# [Aim]
Report every line in the rows below that contains the string "hair", copying each such line in full. Case counts, so match uppercase and lowercase letters precisely.

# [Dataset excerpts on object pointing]
=-=-=
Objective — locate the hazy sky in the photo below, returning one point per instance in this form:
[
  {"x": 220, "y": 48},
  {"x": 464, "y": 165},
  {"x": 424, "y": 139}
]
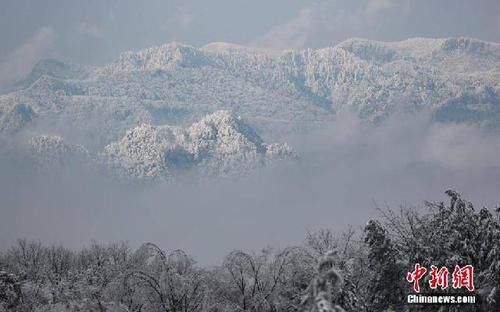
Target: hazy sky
[{"x": 96, "y": 31}]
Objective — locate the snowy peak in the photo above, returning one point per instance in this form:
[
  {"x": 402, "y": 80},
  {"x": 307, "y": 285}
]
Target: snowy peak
[
  {"x": 167, "y": 56},
  {"x": 218, "y": 145}
]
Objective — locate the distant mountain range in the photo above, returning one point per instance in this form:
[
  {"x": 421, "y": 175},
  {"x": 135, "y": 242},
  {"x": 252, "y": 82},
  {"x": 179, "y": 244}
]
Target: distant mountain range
[{"x": 138, "y": 101}]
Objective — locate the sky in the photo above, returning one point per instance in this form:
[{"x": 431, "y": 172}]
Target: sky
[{"x": 96, "y": 32}]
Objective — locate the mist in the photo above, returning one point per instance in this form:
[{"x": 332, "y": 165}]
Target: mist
[{"x": 347, "y": 168}]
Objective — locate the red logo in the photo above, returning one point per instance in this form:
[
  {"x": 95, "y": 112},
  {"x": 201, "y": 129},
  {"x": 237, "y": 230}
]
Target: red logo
[{"x": 461, "y": 277}]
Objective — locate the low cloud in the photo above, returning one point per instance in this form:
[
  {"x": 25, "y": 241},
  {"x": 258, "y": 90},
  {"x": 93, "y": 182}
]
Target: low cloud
[
  {"x": 89, "y": 29},
  {"x": 346, "y": 166},
  {"x": 22, "y": 59}
]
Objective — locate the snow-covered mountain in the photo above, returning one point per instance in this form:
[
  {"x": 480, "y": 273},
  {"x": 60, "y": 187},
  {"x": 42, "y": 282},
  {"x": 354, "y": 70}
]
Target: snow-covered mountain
[
  {"x": 220, "y": 144},
  {"x": 120, "y": 106}
]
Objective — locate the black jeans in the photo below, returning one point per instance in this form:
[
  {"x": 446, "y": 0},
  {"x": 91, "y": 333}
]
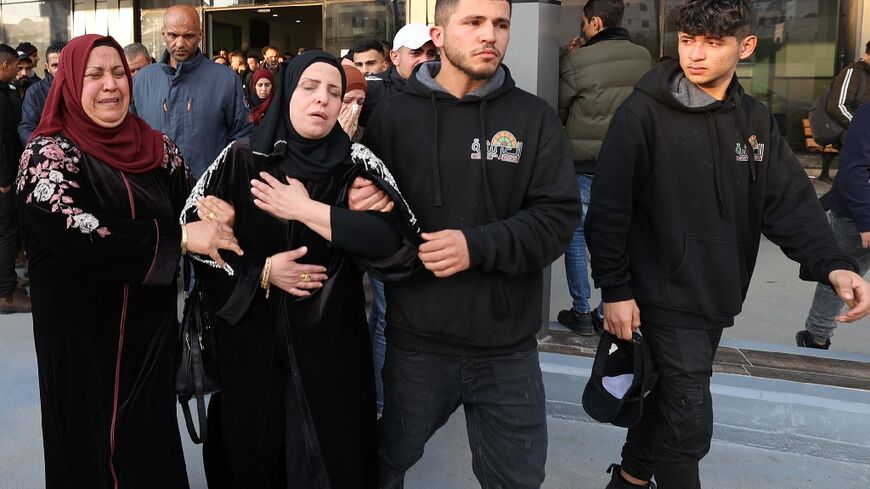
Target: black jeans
[
  {"x": 677, "y": 424},
  {"x": 9, "y": 243},
  {"x": 505, "y": 414}
]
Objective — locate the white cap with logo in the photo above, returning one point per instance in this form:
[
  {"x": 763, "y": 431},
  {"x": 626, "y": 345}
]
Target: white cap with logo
[{"x": 412, "y": 36}]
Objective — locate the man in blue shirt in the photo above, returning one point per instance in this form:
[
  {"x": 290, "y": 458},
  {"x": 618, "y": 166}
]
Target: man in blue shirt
[{"x": 197, "y": 103}]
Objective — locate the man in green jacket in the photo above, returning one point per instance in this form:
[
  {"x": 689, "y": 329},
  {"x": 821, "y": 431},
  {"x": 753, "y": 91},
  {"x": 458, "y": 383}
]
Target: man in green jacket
[{"x": 594, "y": 80}]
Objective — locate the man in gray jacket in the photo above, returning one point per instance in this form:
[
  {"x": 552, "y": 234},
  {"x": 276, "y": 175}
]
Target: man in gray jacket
[
  {"x": 197, "y": 103},
  {"x": 594, "y": 80}
]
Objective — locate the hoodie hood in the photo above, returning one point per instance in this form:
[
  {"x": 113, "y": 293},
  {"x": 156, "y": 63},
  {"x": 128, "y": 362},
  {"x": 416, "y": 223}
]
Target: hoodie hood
[
  {"x": 667, "y": 83},
  {"x": 423, "y": 84}
]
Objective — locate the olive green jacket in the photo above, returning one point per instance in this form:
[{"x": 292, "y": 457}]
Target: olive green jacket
[{"x": 593, "y": 82}]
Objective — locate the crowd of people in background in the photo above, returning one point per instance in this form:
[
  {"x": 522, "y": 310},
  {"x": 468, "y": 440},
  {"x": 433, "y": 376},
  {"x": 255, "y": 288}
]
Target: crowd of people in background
[{"x": 282, "y": 178}]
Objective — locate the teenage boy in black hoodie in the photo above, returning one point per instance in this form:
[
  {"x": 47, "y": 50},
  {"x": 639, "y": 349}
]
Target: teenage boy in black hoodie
[
  {"x": 487, "y": 169},
  {"x": 691, "y": 173}
]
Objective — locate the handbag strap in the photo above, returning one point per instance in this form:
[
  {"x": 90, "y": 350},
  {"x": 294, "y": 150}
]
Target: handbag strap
[
  {"x": 309, "y": 432},
  {"x": 194, "y": 337}
]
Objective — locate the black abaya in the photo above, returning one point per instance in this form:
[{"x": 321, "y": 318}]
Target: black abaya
[
  {"x": 257, "y": 424},
  {"x": 103, "y": 247}
]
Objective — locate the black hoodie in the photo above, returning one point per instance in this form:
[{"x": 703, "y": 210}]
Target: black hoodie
[
  {"x": 686, "y": 186},
  {"x": 496, "y": 165}
]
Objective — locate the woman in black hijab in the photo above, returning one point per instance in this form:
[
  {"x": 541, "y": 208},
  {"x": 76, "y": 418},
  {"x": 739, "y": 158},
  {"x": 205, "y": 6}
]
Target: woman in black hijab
[{"x": 297, "y": 407}]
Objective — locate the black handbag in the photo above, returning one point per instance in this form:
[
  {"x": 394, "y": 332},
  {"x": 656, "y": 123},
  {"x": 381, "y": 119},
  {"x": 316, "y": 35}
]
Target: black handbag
[{"x": 197, "y": 371}]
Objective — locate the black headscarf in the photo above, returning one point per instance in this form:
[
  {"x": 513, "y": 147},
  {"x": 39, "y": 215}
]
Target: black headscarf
[{"x": 275, "y": 137}]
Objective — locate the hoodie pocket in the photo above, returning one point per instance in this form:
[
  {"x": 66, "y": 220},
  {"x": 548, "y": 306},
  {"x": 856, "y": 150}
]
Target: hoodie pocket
[{"x": 710, "y": 278}]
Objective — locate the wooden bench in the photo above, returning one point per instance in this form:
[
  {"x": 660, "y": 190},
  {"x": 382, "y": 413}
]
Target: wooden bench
[{"x": 828, "y": 152}]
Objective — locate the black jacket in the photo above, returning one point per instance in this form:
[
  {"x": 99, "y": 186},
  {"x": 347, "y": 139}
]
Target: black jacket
[
  {"x": 378, "y": 87},
  {"x": 684, "y": 191},
  {"x": 497, "y": 166},
  {"x": 10, "y": 145},
  {"x": 34, "y": 102}
]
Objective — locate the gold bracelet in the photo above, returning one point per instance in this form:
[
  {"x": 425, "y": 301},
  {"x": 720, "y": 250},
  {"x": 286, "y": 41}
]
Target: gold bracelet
[
  {"x": 183, "y": 239},
  {"x": 264, "y": 280}
]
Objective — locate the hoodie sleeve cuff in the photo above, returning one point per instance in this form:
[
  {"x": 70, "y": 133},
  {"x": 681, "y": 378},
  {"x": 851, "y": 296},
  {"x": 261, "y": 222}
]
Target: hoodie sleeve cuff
[
  {"x": 617, "y": 293},
  {"x": 836, "y": 265},
  {"x": 476, "y": 243}
]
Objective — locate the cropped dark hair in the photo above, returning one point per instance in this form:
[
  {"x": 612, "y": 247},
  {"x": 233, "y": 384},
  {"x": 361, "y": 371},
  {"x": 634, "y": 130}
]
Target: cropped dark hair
[
  {"x": 368, "y": 45},
  {"x": 54, "y": 48},
  {"x": 444, "y": 10},
  {"x": 609, "y": 11},
  {"x": 7, "y": 52},
  {"x": 714, "y": 18}
]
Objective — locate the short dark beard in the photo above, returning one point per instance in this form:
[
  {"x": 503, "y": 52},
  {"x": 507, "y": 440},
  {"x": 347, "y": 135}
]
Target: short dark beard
[{"x": 458, "y": 61}]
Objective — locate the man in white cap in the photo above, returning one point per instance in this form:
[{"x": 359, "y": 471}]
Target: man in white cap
[{"x": 411, "y": 46}]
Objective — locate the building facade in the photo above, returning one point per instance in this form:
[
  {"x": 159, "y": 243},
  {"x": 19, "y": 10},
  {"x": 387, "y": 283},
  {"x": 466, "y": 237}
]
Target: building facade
[{"x": 802, "y": 43}]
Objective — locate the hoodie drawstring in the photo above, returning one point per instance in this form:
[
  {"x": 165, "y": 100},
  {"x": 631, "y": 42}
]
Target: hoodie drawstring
[
  {"x": 436, "y": 168},
  {"x": 717, "y": 163},
  {"x": 490, "y": 205}
]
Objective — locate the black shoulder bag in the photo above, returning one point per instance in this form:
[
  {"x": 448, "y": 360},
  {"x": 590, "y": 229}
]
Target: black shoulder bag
[{"x": 197, "y": 371}]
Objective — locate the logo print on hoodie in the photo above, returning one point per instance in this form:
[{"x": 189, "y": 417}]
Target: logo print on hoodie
[
  {"x": 757, "y": 150},
  {"x": 503, "y": 147}
]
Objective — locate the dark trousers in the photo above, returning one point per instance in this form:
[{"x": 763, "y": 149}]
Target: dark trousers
[
  {"x": 9, "y": 243},
  {"x": 677, "y": 424},
  {"x": 504, "y": 402}
]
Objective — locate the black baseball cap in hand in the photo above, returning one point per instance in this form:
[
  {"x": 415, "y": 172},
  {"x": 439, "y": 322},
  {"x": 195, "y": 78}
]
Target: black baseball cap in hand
[{"x": 622, "y": 375}]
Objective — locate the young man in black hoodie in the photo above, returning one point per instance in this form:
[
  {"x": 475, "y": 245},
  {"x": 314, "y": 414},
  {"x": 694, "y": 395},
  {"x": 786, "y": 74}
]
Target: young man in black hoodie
[
  {"x": 487, "y": 169},
  {"x": 691, "y": 173}
]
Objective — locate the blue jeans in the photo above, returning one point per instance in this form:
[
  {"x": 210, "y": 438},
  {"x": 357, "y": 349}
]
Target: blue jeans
[
  {"x": 826, "y": 302},
  {"x": 377, "y": 323},
  {"x": 575, "y": 256},
  {"x": 505, "y": 415}
]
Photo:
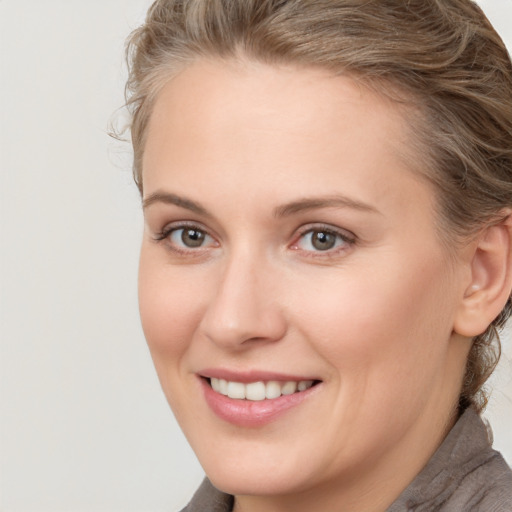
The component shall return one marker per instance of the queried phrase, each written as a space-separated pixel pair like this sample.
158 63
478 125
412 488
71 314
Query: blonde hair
443 54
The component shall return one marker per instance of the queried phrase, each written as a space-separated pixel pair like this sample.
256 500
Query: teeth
257 391
236 390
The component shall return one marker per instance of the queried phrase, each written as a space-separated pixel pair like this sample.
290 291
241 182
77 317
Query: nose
245 308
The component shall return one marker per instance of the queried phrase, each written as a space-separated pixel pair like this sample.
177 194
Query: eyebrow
314 203
182 202
301 205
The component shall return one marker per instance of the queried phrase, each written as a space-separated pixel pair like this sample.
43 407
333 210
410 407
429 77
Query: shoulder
464 475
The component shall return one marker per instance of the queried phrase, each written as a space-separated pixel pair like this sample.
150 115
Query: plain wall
83 423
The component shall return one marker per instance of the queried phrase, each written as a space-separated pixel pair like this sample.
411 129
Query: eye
323 240
186 238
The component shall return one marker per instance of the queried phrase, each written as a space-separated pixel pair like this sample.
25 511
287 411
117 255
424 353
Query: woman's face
290 253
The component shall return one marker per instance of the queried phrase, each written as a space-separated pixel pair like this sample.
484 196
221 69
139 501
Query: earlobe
491 278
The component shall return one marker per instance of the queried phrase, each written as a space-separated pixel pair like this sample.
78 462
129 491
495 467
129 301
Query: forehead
298 129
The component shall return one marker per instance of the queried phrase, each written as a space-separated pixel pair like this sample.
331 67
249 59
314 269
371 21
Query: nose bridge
244 307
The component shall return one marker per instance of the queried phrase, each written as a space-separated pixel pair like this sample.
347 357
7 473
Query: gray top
464 475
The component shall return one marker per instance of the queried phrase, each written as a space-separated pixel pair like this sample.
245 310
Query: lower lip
249 413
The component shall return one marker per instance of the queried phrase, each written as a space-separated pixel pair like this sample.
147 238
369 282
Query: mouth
259 390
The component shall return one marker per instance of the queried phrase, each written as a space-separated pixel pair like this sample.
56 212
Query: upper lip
252 375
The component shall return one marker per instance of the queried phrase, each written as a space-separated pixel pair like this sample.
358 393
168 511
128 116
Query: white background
84 425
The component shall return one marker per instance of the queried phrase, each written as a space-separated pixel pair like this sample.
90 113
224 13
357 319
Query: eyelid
346 236
166 232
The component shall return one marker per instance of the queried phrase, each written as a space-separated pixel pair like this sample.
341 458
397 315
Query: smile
257 391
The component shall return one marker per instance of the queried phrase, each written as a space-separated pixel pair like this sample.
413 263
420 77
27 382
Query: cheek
169 310
387 327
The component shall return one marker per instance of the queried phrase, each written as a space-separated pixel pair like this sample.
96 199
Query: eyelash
347 240
344 239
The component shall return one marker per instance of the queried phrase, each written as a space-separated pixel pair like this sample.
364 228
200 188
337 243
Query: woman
327 251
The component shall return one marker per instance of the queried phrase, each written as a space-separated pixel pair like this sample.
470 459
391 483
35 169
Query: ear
490 278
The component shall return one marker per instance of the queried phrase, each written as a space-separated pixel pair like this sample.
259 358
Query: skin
372 318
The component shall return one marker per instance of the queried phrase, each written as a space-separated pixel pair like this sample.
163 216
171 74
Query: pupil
323 240
192 237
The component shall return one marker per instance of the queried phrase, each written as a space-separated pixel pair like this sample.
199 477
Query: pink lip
248 413
251 376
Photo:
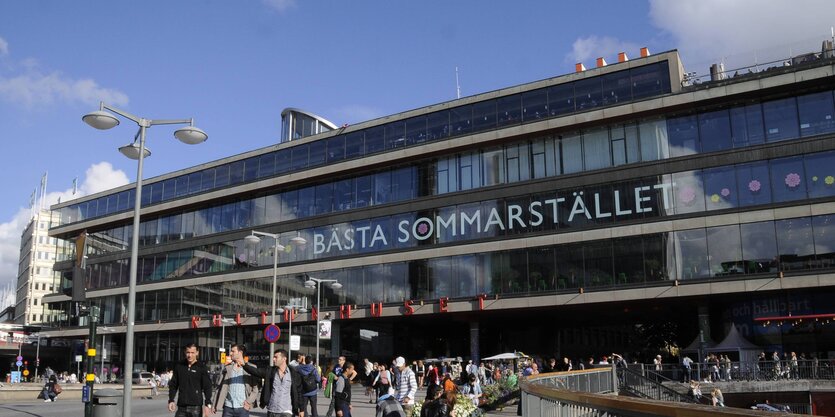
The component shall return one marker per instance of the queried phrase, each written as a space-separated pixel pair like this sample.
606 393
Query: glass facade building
591 195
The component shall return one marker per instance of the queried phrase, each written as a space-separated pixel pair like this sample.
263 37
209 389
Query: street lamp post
254 240
317 283
102 120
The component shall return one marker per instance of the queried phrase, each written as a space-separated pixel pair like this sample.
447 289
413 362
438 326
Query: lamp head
132 151
100 119
191 135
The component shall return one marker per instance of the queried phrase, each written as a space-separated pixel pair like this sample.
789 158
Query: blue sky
234 66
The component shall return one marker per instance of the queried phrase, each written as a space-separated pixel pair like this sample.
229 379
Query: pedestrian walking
191 386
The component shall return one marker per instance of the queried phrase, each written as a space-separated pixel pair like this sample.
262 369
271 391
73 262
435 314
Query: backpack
309 382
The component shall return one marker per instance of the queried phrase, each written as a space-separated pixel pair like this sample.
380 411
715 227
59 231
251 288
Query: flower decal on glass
687 195
792 180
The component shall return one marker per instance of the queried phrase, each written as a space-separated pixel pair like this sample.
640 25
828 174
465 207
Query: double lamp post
104 119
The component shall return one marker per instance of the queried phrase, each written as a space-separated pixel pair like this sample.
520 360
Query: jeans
235 412
312 401
189 411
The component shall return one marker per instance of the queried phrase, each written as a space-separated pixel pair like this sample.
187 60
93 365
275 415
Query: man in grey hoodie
310 384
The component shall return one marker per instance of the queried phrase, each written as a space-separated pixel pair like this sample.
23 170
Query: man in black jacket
282 391
191 381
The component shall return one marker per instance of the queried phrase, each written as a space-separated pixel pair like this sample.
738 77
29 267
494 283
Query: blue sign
272 333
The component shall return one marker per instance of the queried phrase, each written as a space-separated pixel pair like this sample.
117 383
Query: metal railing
551 395
642 386
740 371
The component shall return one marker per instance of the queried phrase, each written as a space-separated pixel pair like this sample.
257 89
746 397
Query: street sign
272 333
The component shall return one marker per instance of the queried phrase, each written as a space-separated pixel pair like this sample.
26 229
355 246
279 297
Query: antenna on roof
457 85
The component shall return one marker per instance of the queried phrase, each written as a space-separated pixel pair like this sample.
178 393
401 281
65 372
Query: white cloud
98 177
742 31
280 5
31 87
588 49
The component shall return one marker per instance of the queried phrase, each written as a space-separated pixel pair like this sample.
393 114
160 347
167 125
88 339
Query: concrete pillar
474 340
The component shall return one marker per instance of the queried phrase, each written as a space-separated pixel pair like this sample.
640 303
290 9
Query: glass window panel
691 251
460 120
654 144
629 260
571 149
820 174
596 151
299 157
364 190
715 131
816 113
307 200
659 259
598 263
725 251
438 125
824 235
617 87
250 169
683 135
374 140
354 144
382 187
588 93
317 153
236 172
795 243
780 119
650 80
283 161
759 247
747 125
509 110
484 115
266 165
492 163
168 189
336 149
787 179
324 198
395 134
543 269
570 266
753 183
344 194
688 192
720 188
561 99
207 180
416 130
534 105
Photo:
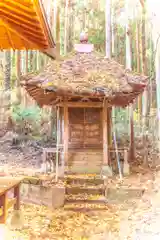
=-=-=
# [Output of the exercise]
Objective — locate the cropped dark hair in the photo above, returning one point per instance in this form:
Target: cropped dark hair
Query: blonde hair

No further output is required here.